SHORT EXERCISE » From the line that has "Pest-scouting request: point out the crumpled" down to the final line of the listing below, transcribe every line exactly, and only those.

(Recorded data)
───
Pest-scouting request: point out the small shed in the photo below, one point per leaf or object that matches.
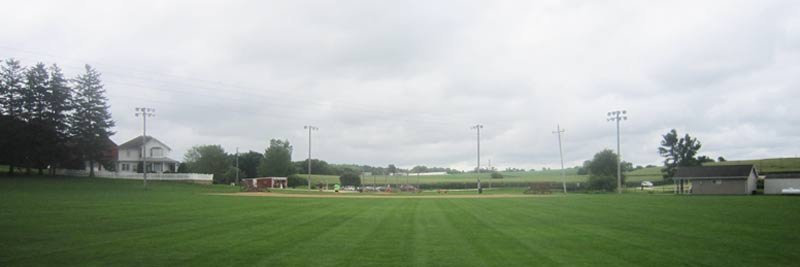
(781, 183)
(254, 184)
(716, 180)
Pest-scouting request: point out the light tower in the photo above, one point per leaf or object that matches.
(617, 116)
(310, 128)
(145, 112)
(478, 127)
(561, 155)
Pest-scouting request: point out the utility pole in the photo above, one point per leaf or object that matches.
(237, 165)
(561, 154)
(144, 112)
(617, 116)
(310, 128)
(479, 127)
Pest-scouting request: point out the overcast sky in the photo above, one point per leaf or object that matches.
(402, 82)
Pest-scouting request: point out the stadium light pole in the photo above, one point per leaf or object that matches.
(310, 128)
(561, 155)
(237, 165)
(478, 127)
(144, 112)
(617, 116)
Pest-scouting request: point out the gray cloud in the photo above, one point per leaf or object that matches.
(403, 82)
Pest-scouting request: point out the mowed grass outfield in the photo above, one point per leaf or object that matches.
(99, 222)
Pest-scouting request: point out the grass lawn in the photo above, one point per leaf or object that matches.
(99, 222)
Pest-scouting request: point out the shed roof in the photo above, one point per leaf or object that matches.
(785, 175)
(137, 142)
(715, 172)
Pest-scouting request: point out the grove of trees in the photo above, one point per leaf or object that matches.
(51, 121)
(680, 152)
(603, 171)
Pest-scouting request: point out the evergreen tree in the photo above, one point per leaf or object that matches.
(39, 135)
(90, 123)
(59, 104)
(11, 85)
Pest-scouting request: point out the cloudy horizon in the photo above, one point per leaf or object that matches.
(402, 82)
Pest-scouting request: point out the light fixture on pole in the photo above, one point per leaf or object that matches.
(561, 154)
(144, 112)
(310, 128)
(479, 127)
(237, 165)
(617, 116)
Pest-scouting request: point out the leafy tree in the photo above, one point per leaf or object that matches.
(603, 171)
(91, 122)
(678, 152)
(584, 170)
(317, 167)
(419, 169)
(277, 159)
(248, 163)
(295, 180)
(626, 166)
(209, 159)
(350, 178)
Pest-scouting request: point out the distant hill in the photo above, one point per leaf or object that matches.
(766, 165)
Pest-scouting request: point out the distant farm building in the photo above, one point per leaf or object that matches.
(255, 184)
(716, 180)
(782, 183)
(418, 173)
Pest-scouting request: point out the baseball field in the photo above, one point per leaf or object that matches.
(98, 222)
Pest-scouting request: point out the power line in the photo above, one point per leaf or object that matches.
(617, 116)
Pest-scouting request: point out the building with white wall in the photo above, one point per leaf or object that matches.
(129, 156)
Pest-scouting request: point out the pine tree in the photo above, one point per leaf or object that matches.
(11, 84)
(38, 133)
(59, 104)
(91, 122)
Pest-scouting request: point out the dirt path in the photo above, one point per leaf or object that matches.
(264, 194)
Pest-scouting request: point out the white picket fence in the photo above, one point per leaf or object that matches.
(187, 177)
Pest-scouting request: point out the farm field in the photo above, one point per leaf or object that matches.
(99, 222)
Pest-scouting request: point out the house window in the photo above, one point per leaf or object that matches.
(156, 152)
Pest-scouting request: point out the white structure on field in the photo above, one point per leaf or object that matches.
(129, 156)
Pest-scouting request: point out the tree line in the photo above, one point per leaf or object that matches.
(51, 121)
(276, 161)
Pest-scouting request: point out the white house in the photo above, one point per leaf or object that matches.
(129, 156)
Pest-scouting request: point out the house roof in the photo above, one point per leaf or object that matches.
(137, 142)
(785, 175)
(714, 172)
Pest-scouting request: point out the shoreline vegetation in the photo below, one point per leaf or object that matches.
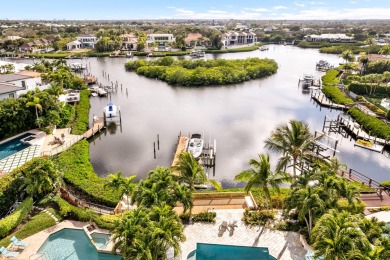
(203, 73)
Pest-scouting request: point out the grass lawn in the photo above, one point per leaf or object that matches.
(36, 224)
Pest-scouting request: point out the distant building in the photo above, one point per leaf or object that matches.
(197, 39)
(236, 38)
(129, 41)
(42, 45)
(161, 38)
(87, 40)
(329, 38)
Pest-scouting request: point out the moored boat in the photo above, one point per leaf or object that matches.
(195, 145)
(110, 110)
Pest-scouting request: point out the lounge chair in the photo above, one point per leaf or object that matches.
(17, 242)
(222, 228)
(4, 252)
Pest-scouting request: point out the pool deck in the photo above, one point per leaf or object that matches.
(282, 245)
(37, 240)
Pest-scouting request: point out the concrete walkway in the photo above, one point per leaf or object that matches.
(281, 245)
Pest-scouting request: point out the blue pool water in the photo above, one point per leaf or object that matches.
(228, 252)
(13, 146)
(72, 244)
(101, 240)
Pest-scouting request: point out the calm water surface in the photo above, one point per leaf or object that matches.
(240, 117)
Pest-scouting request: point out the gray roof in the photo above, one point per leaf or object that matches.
(12, 77)
(8, 88)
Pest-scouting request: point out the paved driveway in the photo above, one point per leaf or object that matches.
(281, 245)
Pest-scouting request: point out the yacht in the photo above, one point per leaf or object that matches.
(195, 145)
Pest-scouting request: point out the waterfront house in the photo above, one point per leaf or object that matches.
(74, 45)
(237, 38)
(197, 39)
(160, 38)
(83, 41)
(329, 37)
(87, 40)
(25, 81)
(41, 45)
(129, 41)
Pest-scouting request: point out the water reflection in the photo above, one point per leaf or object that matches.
(240, 116)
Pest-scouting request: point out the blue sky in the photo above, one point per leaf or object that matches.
(195, 9)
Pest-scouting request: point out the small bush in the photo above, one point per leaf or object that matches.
(370, 123)
(258, 217)
(8, 223)
(336, 95)
(81, 122)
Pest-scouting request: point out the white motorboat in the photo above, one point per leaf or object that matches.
(195, 145)
(110, 110)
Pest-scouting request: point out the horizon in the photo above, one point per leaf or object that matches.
(120, 10)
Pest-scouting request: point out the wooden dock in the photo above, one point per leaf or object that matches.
(323, 101)
(181, 146)
(98, 125)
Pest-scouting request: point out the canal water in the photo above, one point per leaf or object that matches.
(239, 117)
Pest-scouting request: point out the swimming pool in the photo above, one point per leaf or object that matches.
(101, 240)
(72, 244)
(13, 146)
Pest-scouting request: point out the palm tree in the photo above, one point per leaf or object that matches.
(293, 142)
(260, 175)
(337, 236)
(190, 172)
(36, 103)
(147, 233)
(161, 188)
(118, 182)
(385, 50)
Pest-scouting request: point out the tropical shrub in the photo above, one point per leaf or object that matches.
(375, 126)
(200, 72)
(79, 173)
(260, 217)
(336, 95)
(367, 89)
(378, 67)
(13, 220)
(81, 122)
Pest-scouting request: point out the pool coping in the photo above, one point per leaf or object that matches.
(36, 241)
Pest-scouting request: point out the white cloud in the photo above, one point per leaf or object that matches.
(299, 4)
(257, 9)
(280, 7)
(284, 14)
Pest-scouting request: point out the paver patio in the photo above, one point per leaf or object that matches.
(282, 245)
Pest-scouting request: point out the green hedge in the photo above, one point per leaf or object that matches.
(376, 126)
(81, 122)
(378, 67)
(69, 211)
(331, 78)
(366, 89)
(79, 173)
(13, 220)
(336, 95)
(38, 223)
(201, 72)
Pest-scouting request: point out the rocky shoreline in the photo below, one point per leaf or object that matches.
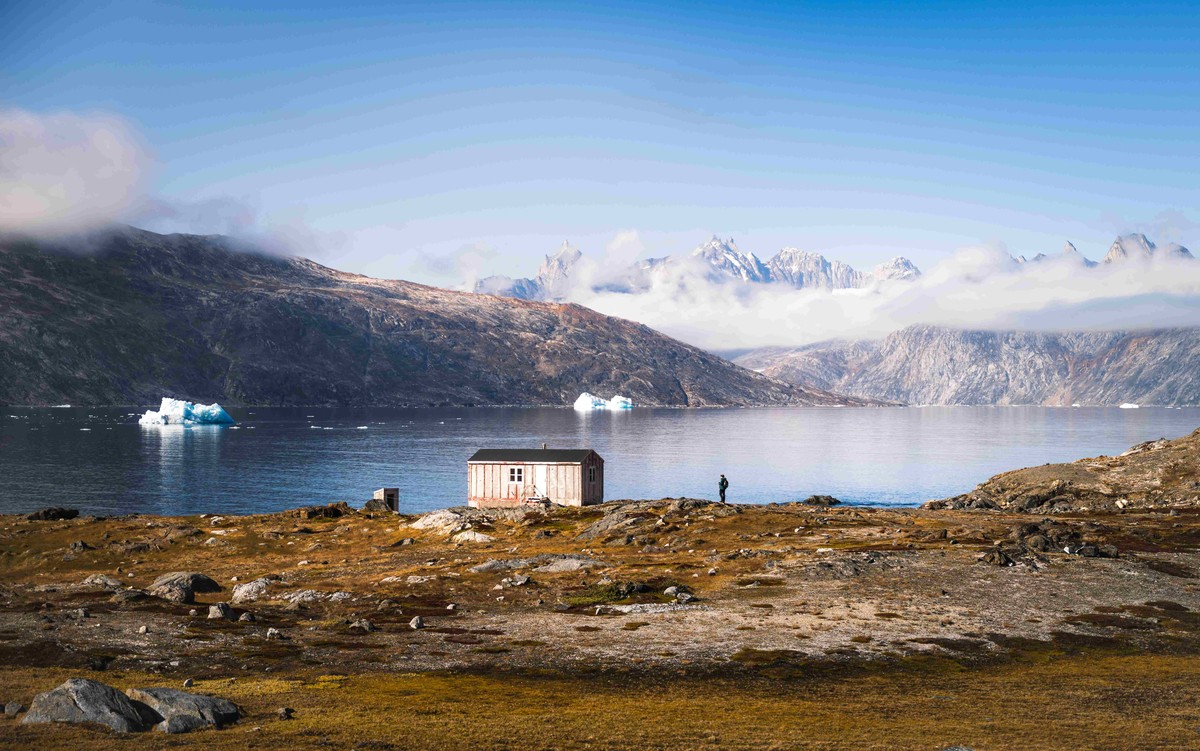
(654, 593)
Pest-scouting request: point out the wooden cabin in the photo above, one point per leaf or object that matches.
(516, 476)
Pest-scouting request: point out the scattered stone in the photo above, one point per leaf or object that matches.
(220, 611)
(250, 592)
(472, 535)
(183, 712)
(331, 511)
(996, 557)
(102, 580)
(565, 565)
(53, 514)
(79, 700)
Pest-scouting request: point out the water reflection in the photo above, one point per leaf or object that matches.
(283, 457)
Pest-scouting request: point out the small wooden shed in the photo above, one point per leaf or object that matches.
(515, 476)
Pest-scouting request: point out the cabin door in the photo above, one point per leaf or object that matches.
(539, 480)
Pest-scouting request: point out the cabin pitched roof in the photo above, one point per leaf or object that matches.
(533, 456)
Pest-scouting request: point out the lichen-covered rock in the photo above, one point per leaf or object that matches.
(250, 590)
(183, 586)
(79, 700)
(181, 712)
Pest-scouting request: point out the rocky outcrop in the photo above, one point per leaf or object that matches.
(183, 586)
(936, 365)
(135, 316)
(183, 712)
(1157, 474)
(79, 700)
(82, 701)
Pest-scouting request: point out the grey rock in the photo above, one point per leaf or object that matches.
(79, 700)
(220, 611)
(250, 590)
(53, 514)
(102, 580)
(183, 712)
(183, 586)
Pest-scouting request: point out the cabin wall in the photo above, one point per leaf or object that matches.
(565, 484)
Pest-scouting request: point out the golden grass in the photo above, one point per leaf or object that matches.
(1099, 702)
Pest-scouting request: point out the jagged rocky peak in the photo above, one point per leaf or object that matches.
(807, 269)
(725, 257)
(1139, 246)
(899, 268)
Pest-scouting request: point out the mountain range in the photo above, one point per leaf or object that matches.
(935, 365)
(127, 317)
(721, 262)
(718, 260)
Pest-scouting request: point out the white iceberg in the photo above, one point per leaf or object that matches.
(621, 402)
(589, 402)
(178, 412)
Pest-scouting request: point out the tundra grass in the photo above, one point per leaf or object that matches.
(1098, 702)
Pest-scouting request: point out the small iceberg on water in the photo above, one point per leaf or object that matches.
(178, 412)
(588, 402)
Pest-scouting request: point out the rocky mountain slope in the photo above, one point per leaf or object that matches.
(934, 365)
(1152, 475)
(139, 316)
(718, 260)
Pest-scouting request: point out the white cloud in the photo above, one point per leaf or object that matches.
(978, 287)
(64, 173)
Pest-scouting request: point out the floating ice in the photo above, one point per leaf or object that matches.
(588, 402)
(621, 402)
(178, 412)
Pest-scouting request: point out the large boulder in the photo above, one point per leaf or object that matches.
(183, 586)
(250, 590)
(183, 712)
(53, 514)
(79, 700)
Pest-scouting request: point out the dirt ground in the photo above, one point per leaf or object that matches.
(786, 626)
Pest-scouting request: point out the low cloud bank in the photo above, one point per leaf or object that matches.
(977, 288)
(65, 173)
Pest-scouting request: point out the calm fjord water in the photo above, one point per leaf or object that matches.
(102, 462)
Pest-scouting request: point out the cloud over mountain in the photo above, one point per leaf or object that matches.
(65, 172)
(721, 298)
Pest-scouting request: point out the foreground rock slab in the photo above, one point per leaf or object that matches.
(183, 712)
(79, 700)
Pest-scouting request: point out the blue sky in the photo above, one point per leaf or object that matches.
(403, 133)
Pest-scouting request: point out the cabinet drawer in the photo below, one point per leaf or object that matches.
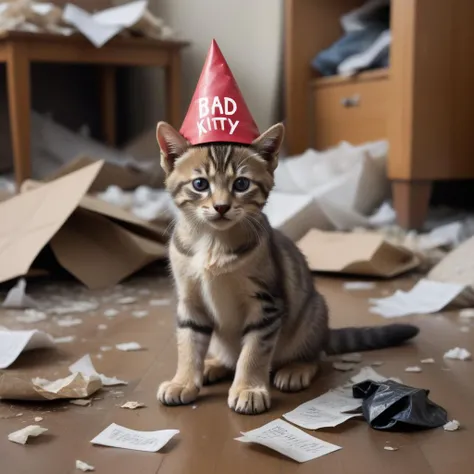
(355, 111)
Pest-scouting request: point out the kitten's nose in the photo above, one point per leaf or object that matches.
(221, 208)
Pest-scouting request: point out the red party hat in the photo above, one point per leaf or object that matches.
(218, 112)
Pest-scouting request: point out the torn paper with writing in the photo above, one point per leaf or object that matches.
(84, 366)
(17, 297)
(289, 441)
(21, 436)
(13, 343)
(425, 297)
(76, 385)
(118, 436)
(325, 411)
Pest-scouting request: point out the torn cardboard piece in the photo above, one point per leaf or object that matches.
(356, 254)
(75, 386)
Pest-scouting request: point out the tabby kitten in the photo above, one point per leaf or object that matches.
(246, 297)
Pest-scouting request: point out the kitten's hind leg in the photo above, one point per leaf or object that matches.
(215, 371)
(295, 376)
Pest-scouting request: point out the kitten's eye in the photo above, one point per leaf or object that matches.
(241, 184)
(200, 184)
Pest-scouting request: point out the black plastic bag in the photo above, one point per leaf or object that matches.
(392, 406)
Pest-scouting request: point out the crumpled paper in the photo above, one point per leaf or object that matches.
(392, 406)
(76, 385)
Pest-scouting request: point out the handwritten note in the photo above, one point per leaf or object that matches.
(325, 411)
(118, 436)
(289, 441)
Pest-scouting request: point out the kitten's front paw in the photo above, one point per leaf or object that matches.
(174, 393)
(249, 400)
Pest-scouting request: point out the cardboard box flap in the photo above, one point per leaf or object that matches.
(355, 253)
(30, 220)
(101, 253)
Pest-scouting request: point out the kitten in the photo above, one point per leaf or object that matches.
(246, 297)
───
FULL SOLUTION »
Pest-scouting request: point out the crumpled paper in the photo above, one point per leaf or object that matches.
(392, 406)
(76, 385)
Pest-scouting request: point out the handwritten note in the photo above, one point per leaf or object that matches.
(325, 411)
(118, 436)
(289, 441)
Pest-scouting request: point out the kitten's front paw in the photo above, one point per leaf or object that matches.
(174, 393)
(249, 400)
Pest-scouting request: point out the cardboard box flap in the photo above, one point per leaf or object that matches.
(355, 253)
(30, 220)
(101, 253)
Pest-scouting request: point out the kitten in the photo above, one point per leaf or object that matches.
(246, 297)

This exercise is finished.